* _WHAT TO WORK ON_
Print the complete set of entries exactly.
____
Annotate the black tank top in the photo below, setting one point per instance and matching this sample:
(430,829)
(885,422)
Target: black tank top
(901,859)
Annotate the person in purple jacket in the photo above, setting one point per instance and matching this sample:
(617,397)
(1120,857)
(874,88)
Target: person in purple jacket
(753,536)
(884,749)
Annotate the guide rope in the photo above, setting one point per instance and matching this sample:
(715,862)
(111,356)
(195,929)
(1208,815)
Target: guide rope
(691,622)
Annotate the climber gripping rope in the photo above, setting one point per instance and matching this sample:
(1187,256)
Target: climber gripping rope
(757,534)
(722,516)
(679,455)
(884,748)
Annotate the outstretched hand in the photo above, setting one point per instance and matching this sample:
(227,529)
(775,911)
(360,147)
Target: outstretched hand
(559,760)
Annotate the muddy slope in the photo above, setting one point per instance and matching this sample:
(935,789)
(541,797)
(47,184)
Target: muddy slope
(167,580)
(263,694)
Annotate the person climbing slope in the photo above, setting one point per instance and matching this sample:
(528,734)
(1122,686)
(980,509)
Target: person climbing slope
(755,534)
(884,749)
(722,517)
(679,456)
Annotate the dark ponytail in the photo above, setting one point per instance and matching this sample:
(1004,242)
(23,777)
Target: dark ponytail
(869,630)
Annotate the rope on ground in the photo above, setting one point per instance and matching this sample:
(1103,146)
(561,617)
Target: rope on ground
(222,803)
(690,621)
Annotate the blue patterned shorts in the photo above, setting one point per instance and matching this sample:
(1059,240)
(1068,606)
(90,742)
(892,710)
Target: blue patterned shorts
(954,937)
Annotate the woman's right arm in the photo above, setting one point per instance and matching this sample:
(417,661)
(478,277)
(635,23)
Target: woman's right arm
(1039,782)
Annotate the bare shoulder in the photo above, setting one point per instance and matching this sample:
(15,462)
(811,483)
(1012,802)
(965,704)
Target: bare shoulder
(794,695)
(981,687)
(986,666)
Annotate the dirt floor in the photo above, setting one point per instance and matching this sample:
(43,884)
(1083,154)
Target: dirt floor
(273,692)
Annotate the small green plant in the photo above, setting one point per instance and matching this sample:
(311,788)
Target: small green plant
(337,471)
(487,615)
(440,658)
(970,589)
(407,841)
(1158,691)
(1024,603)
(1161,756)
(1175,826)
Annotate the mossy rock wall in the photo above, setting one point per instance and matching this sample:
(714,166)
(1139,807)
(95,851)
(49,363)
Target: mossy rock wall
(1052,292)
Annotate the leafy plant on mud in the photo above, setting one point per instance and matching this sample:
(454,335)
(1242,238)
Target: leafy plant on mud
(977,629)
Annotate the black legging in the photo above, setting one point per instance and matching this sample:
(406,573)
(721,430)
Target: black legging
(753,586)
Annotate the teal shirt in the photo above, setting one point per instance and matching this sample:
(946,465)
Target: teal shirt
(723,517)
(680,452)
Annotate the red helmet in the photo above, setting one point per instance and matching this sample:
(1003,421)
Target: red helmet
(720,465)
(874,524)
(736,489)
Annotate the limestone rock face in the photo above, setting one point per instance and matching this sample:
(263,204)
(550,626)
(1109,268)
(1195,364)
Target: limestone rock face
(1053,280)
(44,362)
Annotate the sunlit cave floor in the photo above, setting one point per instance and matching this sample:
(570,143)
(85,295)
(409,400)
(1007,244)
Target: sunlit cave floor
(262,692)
____
* _SOLUTION BELOW_
Annotate the black tank top in the photo below, setting one point per instance and matching this sample:
(430,829)
(885,422)
Target: black tank top
(901,859)
Annotate the person in purple jacket in the photo above, setting one point per instance and matching this sample:
(617,397)
(1120,857)
(874,88)
Target: person in purple jacket
(753,536)
(884,749)
Annotate the guide rope in the photo above, setting one point per instance and matching this sample:
(715,862)
(111,356)
(195,929)
(1208,815)
Target: guide rope
(691,622)
Annotate the climber gripping rope in the photo above, setting one point per instance and matching this sample:
(1187,256)
Target: climber gripping rope
(757,534)
(722,516)
(679,455)
(884,748)
Annotate the outstretched hand in the photo above, setting one point per instance and matching this sample:
(227,529)
(775,911)
(360,147)
Target: outstretched hand
(559,760)
Annotate the muddy slope in the photo above, setting one point per instance and matching this sample:
(935,789)
(541,797)
(47,184)
Target: muddy slope
(167,580)
(263,694)
Annotate the person climbing slope in the photo above, setting one point per instance and matching this sample:
(528,734)
(1122,686)
(980,509)
Target: person climbing slope
(755,534)
(884,749)
(722,517)
(679,456)
Annotate the dark ponytail in the photo above, setting one point per instance and matching this sample:
(1004,242)
(23,777)
Target: dark ponytail
(869,630)
Annotate the rope on ground in the photo above, setting one point per instance and matching this sample:
(1103,146)
(561,617)
Target: rope on ground
(222,803)
(690,621)
Annotate the blue patterned shorts in the photo above, setting one point per instance and matching this sample:
(1059,240)
(1068,606)
(90,742)
(892,710)
Target: blue patterned shorts
(954,937)
Annotate the woman's right arm in the photo above, setting one point per instance and matching this sample:
(417,661)
(478,277)
(635,23)
Target: woman's right arm
(1039,782)
Annotate the bare shoulder in the photo above, setting one point per instance and matching this sample:
(15,462)
(811,483)
(1012,802)
(965,704)
Target: bare shoulder
(794,695)
(981,687)
(986,666)
Annotate the dirt floor in the photo above, setting one point per instance and matching this sample:
(43,884)
(1083,154)
Target: dirt floor
(273,692)
Annotate the small green plant in the photo above, setting one point per instance and matching this sample:
(311,788)
Target: small green plant
(337,471)
(487,615)
(440,658)
(970,589)
(407,841)
(1158,691)
(1024,603)
(1161,756)
(1175,826)
Annotate the mossy rock wall in the photo above, setting one point per instance and matching this sample:
(714,166)
(1139,807)
(95,851)
(49,363)
Target: mossy rock wall
(1052,292)
Annotate the leafy plant on mud in the photo above, setting one point per instance and matching this sample:
(454,335)
(1242,238)
Target: leafy plant on mud
(977,629)
Annotate the black legging in the photo above, setting one point per instance and matching this sample:
(406,573)
(721,430)
Target: black legging
(753,586)
Annotate the teal shirt in the photo above, setting one point per instance and matching this sample:
(946,465)
Target: teal shirt
(723,517)
(680,452)
Annotate the red helmet in the photo above, setting one point per instance and matching this sample:
(1003,421)
Target: red helmet
(720,465)
(874,524)
(736,489)
Annotate the limestone rock face in the photo above, setting one point per instance and matching this sample:
(263,204)
(550,626)
(1109,268)
(1195,364)
Target: limestone rock face
(1053,280)
(44,362)
Annotate the sunlit cave floor in the photo above, setting one point per instance and matching this sample:
(570,143)
(85,295)
(409,400)
(1007,244)
Target: sunlit cave floor
(262,692)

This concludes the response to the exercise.